About this exercise
Every entry below must be transcribed word for word, and the images must be left out.

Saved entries
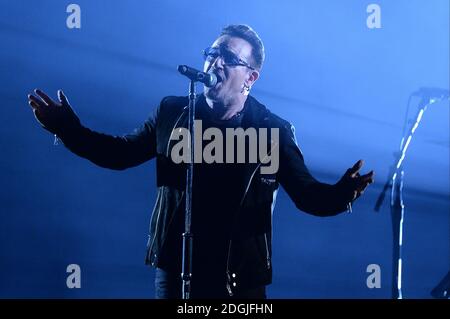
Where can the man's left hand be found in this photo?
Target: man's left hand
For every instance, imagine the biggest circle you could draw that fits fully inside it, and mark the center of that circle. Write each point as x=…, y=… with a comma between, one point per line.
x=352, y=184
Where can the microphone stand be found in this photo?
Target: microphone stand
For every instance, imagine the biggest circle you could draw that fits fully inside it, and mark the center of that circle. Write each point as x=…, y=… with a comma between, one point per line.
x=188, y=237
x=397, y=206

Response for this exercise
Where can the man's left hand be found in this photo?
Target: man's left hand
For every instance, imagine the biggest circle you could draw that fits fully inside it, and mark the center of that circle. Write each point as x=…, y=… with a comma between, one point per line.
x=352, y=184
Where can the microphone stand be found in this photo?
Target: microphone stand
For every instance, imagine the biggest circle you could draw that fits fully inside it, and mark the center of that circle. Write each point as x=…, y=… with a comma between, one point per line.
x=188, y=237
x=397, y=206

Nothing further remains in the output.